▸ **WHAT IS BEING ASKED**:
Give back exactly the lines from the one holding "point: bare forearm" to the bottom of the material, both included, and nothing more. No pictures.

[Object point labels]
__________

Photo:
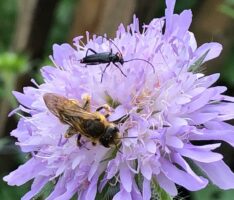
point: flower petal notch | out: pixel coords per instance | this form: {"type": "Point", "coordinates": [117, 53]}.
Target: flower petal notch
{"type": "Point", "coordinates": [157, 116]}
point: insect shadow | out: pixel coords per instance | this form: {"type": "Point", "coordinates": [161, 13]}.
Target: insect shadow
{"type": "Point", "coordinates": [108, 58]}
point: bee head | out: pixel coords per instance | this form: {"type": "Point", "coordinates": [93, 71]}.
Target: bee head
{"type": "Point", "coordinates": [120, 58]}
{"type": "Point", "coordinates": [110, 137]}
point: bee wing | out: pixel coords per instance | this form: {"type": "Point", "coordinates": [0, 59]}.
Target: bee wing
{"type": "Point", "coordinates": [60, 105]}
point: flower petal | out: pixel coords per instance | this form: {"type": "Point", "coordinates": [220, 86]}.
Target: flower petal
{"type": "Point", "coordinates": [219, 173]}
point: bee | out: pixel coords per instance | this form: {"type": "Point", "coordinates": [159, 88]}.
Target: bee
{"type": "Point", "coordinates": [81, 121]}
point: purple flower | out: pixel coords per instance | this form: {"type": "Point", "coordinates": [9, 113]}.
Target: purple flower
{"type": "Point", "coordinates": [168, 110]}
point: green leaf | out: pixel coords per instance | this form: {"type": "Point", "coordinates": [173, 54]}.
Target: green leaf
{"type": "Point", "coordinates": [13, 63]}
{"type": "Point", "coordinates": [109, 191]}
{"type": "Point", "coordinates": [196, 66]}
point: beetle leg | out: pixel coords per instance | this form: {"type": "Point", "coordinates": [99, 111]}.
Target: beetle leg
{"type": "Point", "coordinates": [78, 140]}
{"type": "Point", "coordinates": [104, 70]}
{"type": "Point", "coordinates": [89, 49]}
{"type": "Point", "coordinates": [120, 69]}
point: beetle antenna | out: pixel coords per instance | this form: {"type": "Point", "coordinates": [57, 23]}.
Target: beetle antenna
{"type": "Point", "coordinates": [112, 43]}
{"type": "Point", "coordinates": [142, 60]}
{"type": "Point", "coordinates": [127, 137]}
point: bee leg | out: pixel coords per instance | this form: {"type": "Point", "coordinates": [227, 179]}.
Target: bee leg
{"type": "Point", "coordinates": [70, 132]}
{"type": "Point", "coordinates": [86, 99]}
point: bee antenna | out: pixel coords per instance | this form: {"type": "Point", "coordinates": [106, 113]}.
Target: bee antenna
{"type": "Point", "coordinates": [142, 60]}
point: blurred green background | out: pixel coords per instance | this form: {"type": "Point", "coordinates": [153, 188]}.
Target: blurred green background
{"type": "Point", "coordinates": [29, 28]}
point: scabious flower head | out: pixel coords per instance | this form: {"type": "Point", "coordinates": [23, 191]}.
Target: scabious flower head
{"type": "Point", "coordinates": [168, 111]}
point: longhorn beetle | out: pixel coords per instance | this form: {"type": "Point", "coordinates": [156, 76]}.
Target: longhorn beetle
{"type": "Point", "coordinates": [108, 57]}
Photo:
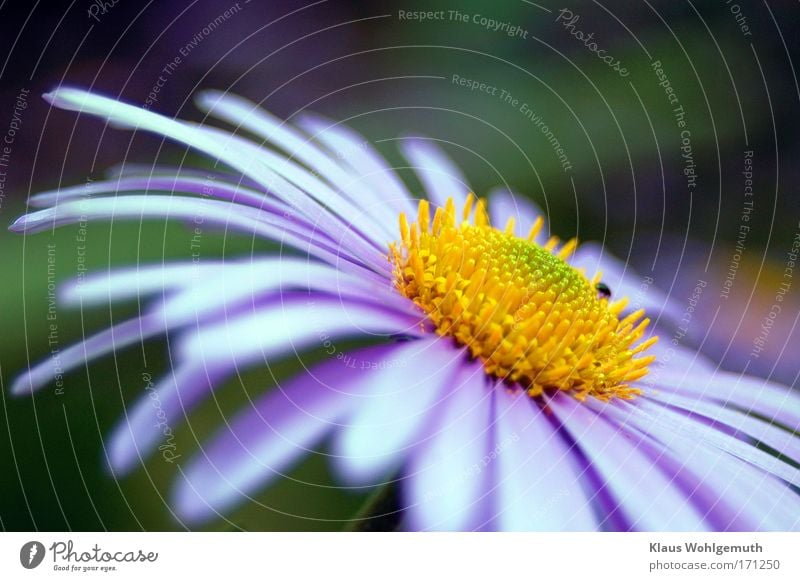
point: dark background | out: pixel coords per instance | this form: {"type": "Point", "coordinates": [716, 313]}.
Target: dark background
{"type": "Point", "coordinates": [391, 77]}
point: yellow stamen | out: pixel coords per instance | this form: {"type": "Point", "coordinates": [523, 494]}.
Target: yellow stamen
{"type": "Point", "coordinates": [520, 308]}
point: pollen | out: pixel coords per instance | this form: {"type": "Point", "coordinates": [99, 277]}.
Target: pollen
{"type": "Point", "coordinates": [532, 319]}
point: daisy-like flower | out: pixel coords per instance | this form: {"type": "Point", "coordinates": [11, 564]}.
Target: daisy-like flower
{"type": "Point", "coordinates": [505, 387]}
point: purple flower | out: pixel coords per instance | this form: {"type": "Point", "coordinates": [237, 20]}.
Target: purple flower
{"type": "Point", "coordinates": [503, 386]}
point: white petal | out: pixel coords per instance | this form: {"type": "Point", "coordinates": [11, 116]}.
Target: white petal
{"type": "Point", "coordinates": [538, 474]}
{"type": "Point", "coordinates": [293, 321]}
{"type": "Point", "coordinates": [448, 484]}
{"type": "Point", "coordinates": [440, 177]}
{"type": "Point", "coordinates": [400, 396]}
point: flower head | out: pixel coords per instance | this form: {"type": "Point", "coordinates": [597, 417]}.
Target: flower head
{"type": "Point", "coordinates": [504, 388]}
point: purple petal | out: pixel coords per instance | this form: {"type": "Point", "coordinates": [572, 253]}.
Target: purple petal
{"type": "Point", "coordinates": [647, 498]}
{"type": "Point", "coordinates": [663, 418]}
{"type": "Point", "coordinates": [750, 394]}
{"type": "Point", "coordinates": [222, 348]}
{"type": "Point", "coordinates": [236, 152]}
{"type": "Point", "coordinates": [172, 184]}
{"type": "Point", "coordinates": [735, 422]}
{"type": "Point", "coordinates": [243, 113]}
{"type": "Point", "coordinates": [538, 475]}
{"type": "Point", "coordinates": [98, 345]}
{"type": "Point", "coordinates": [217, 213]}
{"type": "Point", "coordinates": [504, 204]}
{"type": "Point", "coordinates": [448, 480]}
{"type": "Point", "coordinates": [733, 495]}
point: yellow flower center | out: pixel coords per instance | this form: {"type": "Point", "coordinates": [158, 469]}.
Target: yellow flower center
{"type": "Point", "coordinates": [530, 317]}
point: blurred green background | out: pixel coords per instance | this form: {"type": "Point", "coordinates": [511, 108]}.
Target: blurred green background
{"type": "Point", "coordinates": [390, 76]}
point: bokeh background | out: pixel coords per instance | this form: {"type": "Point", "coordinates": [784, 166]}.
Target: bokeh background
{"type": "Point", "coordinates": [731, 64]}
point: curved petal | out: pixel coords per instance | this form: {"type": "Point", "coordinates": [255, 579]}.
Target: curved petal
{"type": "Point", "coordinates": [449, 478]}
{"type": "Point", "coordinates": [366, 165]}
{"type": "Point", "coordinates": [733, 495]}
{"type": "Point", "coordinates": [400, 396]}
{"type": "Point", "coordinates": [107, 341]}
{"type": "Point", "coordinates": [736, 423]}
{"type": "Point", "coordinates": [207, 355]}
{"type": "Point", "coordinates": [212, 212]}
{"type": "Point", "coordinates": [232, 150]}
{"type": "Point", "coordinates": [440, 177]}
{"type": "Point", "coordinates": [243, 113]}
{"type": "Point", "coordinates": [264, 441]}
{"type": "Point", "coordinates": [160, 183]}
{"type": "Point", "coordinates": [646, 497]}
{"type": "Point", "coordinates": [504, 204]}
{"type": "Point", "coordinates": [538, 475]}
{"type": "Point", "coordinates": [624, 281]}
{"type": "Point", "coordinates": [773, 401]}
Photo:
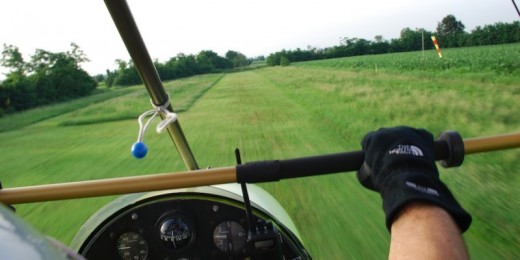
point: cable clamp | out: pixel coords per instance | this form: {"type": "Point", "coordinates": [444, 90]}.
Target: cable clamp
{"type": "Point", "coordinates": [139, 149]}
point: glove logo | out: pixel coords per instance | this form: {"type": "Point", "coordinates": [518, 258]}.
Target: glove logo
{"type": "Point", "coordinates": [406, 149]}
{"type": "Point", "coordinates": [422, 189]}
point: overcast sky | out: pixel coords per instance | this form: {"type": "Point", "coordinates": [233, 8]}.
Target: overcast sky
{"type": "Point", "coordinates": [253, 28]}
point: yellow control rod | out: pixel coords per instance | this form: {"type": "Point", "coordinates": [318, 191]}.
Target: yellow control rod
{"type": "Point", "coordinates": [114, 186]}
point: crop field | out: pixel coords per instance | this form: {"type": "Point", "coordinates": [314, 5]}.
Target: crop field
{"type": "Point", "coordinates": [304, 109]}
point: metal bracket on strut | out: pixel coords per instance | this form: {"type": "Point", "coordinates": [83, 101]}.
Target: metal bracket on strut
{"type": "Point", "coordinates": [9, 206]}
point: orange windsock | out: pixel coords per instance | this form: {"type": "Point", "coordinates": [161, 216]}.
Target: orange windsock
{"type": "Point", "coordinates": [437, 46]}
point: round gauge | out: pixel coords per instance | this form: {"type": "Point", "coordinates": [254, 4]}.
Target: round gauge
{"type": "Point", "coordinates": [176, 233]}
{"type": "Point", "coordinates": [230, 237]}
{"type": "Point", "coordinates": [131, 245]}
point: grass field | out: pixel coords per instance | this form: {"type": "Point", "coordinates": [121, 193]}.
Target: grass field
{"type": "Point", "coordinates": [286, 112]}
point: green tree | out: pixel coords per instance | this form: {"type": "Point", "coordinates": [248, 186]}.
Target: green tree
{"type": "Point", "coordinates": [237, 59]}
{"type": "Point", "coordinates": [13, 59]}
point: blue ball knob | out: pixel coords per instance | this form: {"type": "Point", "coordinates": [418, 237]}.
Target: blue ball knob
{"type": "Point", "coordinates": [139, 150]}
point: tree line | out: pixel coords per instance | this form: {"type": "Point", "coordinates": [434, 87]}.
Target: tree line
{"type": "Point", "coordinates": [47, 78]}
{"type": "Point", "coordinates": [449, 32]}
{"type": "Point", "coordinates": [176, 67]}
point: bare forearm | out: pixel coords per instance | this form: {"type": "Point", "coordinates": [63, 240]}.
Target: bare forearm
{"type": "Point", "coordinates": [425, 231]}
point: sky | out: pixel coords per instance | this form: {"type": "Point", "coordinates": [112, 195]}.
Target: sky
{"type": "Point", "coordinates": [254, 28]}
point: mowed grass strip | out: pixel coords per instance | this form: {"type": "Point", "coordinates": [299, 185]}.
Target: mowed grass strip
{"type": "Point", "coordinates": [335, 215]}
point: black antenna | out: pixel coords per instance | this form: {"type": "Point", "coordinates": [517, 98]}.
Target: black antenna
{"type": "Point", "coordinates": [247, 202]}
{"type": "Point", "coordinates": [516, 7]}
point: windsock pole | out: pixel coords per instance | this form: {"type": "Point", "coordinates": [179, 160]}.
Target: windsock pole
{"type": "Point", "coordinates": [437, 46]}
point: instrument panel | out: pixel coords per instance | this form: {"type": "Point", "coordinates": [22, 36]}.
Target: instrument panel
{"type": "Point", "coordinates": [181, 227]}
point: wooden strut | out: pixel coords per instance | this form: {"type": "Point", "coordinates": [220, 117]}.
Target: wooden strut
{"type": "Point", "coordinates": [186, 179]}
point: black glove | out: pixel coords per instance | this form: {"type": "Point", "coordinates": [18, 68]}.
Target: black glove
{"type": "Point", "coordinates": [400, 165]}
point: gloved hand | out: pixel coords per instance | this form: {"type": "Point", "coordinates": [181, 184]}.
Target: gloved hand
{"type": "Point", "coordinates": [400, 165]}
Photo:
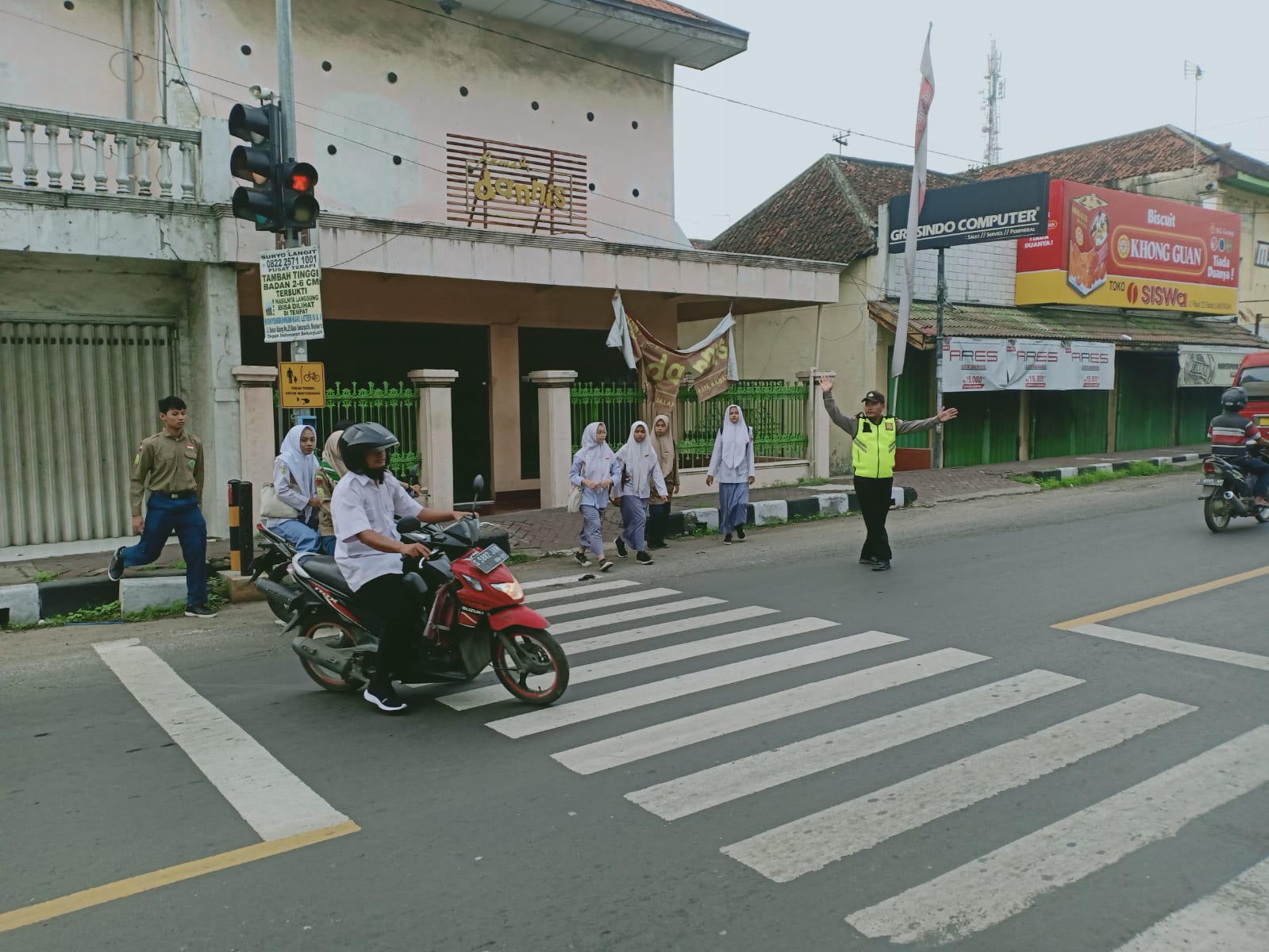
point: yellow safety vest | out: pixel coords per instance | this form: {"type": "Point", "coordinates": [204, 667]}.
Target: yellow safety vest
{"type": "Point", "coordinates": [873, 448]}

__________

▸ **RIGHT ANSWER**:
point: bare forearm | out: pixel coords per instance | this form: {"type": "Point", "coordinates": [63, 240]}.
Target: bare forearm
{"type": "Point", "coordinates": [425, 231]}
point: sky | out: pixel coords per instance | this form: {"type": "Point", "coordinates": [112, 195]}.
Target: sky
{"type": "Point", "coordinates": [254, 28]}
point: mowed grass strip | out: pixel coords per instance | this form: {"type": "Point", "coordinates": [299, 185]}.
Target: mowed grass strip
{"type": "Point", "coordinates": [335, 215]}
point: black antenna | out: pixel coords per instance | this form: {"type": "Point", "coordinates": [517, 98]}.
Target: black antenna
{"type": "Point", "coordinates": [247, 202]}
{"type": "Point", "coordinates": [516, 7]}
point: windsock pole | out: pixel coords per instance | this form: {"type": "Point", "coordinates": [179, 160]}.
Target: windsock pole
{"type": "Point", "coordinates": [437, 46]}
point: instrument panel | out: pixel coords per instance | this form: {"type": "Point", "coordinates": [22, 36]}.
Target: instrument panel
{"type": "Point", "coordinates": [181, 227]}
point: wooden strut | out: pixel coords per instance | this form: {"type": "Point", "coordinates": [220, 117]}.
Target: wooden strut
{"type": "Point", "coordinates": [186, 179]}
point: black glove | out: pixel coords per instance | this form: {"type": "Point", "coordinates": [18, 68]}.
Target: black glove
{"type": "Point", "coordinates": [400, 165]}
point: gloved hand | out: pixel coords per instance | this form: {"type": "Point", "coordinates": [181, 184]}.
Target: gloved hand
{"type": "Point", "coordinates": [400, 165]}
Photo:
point: yellow safety vest | out: pixel coords per instance | this form: {"type": "Point", "coordinates": [204, 667]}.
Target: yellow safety vest
{"type": "Point", "coordinates": [873, 448]}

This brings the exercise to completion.